**** Working data ****

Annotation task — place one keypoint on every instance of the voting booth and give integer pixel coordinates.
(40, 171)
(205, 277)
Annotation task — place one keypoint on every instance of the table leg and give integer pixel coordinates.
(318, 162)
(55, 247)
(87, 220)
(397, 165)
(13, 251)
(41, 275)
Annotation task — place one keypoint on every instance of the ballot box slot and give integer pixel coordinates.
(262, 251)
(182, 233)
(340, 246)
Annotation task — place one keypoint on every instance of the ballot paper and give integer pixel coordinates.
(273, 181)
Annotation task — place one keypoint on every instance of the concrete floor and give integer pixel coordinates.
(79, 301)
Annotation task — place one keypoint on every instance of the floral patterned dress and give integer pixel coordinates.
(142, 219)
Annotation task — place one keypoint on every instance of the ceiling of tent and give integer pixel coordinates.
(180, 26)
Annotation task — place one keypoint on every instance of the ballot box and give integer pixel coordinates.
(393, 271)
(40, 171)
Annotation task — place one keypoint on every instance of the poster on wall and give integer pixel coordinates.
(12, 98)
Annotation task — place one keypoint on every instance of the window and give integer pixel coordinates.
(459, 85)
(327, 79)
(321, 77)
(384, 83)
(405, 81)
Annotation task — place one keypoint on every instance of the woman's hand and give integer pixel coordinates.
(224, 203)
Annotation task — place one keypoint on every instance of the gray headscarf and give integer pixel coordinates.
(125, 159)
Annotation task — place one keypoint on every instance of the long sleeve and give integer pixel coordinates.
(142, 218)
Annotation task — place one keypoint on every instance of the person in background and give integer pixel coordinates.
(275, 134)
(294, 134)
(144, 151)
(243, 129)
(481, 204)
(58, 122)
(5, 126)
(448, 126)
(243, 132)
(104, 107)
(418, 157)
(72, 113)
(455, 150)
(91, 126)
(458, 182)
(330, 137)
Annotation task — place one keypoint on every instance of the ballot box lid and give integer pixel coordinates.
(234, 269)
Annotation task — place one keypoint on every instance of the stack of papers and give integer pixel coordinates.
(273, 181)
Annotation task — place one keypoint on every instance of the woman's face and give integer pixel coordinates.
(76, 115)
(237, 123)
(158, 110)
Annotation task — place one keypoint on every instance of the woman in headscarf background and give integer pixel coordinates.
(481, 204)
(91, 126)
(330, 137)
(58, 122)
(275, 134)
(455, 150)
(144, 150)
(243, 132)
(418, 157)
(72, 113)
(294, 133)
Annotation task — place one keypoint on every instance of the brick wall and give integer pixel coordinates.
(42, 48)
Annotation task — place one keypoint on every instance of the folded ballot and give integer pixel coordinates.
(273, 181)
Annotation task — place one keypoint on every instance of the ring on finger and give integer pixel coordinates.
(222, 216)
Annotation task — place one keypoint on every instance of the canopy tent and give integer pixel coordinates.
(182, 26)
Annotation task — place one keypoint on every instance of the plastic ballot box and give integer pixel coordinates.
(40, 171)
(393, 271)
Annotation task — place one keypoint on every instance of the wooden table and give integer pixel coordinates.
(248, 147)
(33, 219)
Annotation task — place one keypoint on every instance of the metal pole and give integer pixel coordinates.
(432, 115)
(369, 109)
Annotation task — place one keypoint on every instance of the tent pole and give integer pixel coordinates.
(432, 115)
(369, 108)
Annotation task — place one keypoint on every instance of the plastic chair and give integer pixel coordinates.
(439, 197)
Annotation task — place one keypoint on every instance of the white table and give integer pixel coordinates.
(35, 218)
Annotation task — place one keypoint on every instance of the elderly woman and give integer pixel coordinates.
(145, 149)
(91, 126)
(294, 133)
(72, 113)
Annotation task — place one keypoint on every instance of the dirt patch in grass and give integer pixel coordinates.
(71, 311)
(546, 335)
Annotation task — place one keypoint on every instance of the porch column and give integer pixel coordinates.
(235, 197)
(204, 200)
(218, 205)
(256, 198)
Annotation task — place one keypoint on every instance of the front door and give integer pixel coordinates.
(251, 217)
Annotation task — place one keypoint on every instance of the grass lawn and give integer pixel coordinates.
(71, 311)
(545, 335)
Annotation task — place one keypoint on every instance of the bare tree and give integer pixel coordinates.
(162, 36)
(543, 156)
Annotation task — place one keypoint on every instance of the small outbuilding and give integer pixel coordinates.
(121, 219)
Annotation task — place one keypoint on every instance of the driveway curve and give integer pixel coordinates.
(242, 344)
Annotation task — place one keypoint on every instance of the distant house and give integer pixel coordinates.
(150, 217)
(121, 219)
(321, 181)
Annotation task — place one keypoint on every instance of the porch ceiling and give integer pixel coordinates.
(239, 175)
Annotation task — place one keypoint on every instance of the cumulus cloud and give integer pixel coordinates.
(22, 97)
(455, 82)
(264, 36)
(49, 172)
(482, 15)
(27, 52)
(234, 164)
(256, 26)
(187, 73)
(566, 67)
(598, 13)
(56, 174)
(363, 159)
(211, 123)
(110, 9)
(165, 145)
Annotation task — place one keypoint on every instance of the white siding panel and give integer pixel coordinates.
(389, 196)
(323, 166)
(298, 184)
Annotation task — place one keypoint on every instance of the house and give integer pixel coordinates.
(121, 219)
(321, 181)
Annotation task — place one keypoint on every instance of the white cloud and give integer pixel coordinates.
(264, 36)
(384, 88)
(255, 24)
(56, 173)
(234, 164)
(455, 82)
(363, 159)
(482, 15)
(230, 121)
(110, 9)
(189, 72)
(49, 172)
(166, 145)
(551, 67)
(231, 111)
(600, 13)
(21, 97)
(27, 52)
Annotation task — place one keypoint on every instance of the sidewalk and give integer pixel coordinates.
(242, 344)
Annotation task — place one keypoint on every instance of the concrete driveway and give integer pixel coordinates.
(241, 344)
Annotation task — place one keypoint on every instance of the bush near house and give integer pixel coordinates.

****

Exercise brief
A complete, exact transcription of the data above is required.

Written answer
Annotation task — place one keypoint on every instance of the voting booth and give integer pixel coordinates.
(40, 171)
(205, 277)
Annotation task — place one keypoint on every instance of the table leg and give integer pixel coordinates.
(318, 162)
(55, 247)
(87, 220)
(397, 165)
(13, 251)
(41, 275)
Annotation task — place one keypoint on every instance of the ballot box slot and give integer pixel coordinates.
(262, 251)
(182, 233)
(340, 246)
Annotation task — place one keypoint on every instance of the ballot paper and give integer pixel coordinates.
(273, 181)
Annotation task — place one keypoint on every instance of the concrete floor and give integer pixel coordinates.
(79, 301)
Annotation task — place one keypoint on every instance of the floral patterned dress and give integer pixel coordinates.
(142, 219)
Annotation task — place one keypoint on every instance of the ceiling of tent and give integer pixel coordinates.
(180, 26)
Annotation task — place one keypoint on every instance of the ballot box and give integer pixel coordinates.
(393, 271)
(40, 171)
Annotation task — place one keypoint on every instance of the poster on wall and give integer pixel coordinates.
(12, 98)
Annotation task — place one keypoint on every instance of the window and give integer pixel coordinates.
(459, 85)
(327, 79)
(321, 77)
(384, 83)
(405, 81)
Annotation task — place one keypoint on every instance of the woman's hand and give integer pixel coordinates.
(224, 203)
Annotation task — place one keypoint on every instance of the gray headscarf and give integer pixel coordinates.
(125, 159)
Annotation task — place one keypoint on every instance of the long sleeve and give integer pixel coordinates.
(142, 218)
Annotation task — place one keypoint on every instance of the person in background and give integer pixel coordinates.
(275, 134)
(294, 134)
(144, 151)
(243, 129)
(481, 204)
(58, 122)
(5, 126)
(448, 126)
(243, 132)
(104, 107)
(418, 157)
(72, 113)
(455, 150)
(91, 126)
(458, 182)
(330, 137)
Annotation task — place one keypoint on every instance of the ballot box lid and give integer pixel coordinates.
(234, 269)
Annotation task — place one keypoint on every instance of the stack of papers and give integer pixel coordinates.
(273, 181)
Annotation task — place one keypoint on every instance of the woman's face and give integer pixel coordinates.
(76, 115)
(237, 123)
(158, 110)
Annotation task — place one keypoint on every instance of the woman in headscarf background and give integer pixel coordinates.
(481, 204)
(91, 126)
(330, 137)
(58, 122)
(275, 134)
(455, 150)
(144, 150)
(243, 132)
(418, 157)
(72, 113)
(294, 133)
Annotation task — place one keypoint on every instance of the brick wall and give integer pixel coordinates.
(42, 48)
Annotation task — place one keypoint on every instance of the folded ballot and give integer pixel coordinates.
(273, 181)
Annotation task — place one keypoint on every instance of the ring on finger and give integer pixel coordinates.
(222, 216)
Annotation task — place one keypoint on every instance of the canopy tent and give integer pixel coordinates.
(182, 26)
Annotation task — place one keypoint on every instance of the plastic ballot box and give integer pixel coordinates.
(40, 171)
(393, 271)
Annotation task — place one keypoint on every instance of the wooden table and give integer pixel coordinates.
(248, 147)
(33, 219)
Annotation task — place one keypoint on every instance of the metal pole and give integer pixel coordinates.
(432, 115)
(369, 109)
Annotation task — place one keypoint on every instance of the tent pole and give integer pixel coordinates.
(432, 115)
(369, 108)
Annotation task — place one keypoint on every instance of the plastic chair and give integer pixel coordinates.
(439, 197)
Annotation task — place one keypoint on every instance of the white table and give integer pixel coordinates.
(35, 218)
Annotation task — place one keypoint on every instance of the elderly woman and give integer pixel coordinates.
(145, 149)
(91, 126)
(294, 133)
(72, 113)
Annotation task — place one keypoint on every instance of the dirt patch in grass and give integer pixel coordinates.
(71, 311)
(546, 335)
Annotation task — place one keypoint on every instance of the porch column and give integer pixel coordinates.
(235, 197)
(204, 200)
(218, 205)
(256, 198)
Annotation task — place one keypoint on every instance of the front door and give integer pixel coordinates.
(251, 217)
Annotation task — place one keypoint on every instance of the grass lawn and give integer pixel coordinates.
(71, 311)
(545, 335)
Annotation task — place one keypoint on every instance of the bare tree and give integer pixel coordinates.
(162, 36)
(543, 156)
Annotation task — place one keypoint on every instance of the small outbuilding and give integer pixel coordinates.
(121, 219)
Annotation task — place one keypoint on every instance of the driveway curve and give integer pixel coordinates.
(242, 344)
Annotation task — place one keypoint on every instance of the distant house and give integer pixel coordinates.
(150, 217)
(121, 219)
(321, 181)
Annotation task — place one keypoint on every instance of the porch ceiling and give integer pixel coordinates.
(239, 175)
Annotation task — place one keypoint on every instance of the cumulus cloud and give integer pixel coordinates.
(22, 97)
(455, 82)
(264, 36)
(49, 172)
(482, 15)
(27, 52)
(234, 164)
(256, 26)
(187, 73)
(566, 67)
(598, 13)
(56, 174)
(363, 159)
(211, 123)
(110, 9)
(165, 145)
Annotation task — place one keypoint on every instance of the white siding panel and give integer pixel coordinates.
(389, 196)
(323, 166)
(298, 184)
Annotation task — place one keypoint on every instance of the house and give integer pixel coordinates.
(121, 219)
(321, 181)
Annotation task — place one keypoint on every instance of the white cloud and give integer pixel coordinates.
(264, 36)
(384, 88)
(255, 24)
(56, 173)
(234, 164)
(455, 82)
(363, 159)
(482, 15)
(230, 121)
(110, 9)
(189, 72)
(49, 172)
(166, 145)
(551, 67)
(231, 111)
(600, 13)
(21, 97)
(27, 52)
Annotation task — place one keypoint on every instance of the sidewalk and give integer pixel coordinates.
(242, 344)
Annotation task — place one keypoint on every instance of the concrete driveway and give integer pixel coordinates.
(241, 344)
Annotation task — place one keypoint on every instance of the bush near house and give integer pixel coordinates.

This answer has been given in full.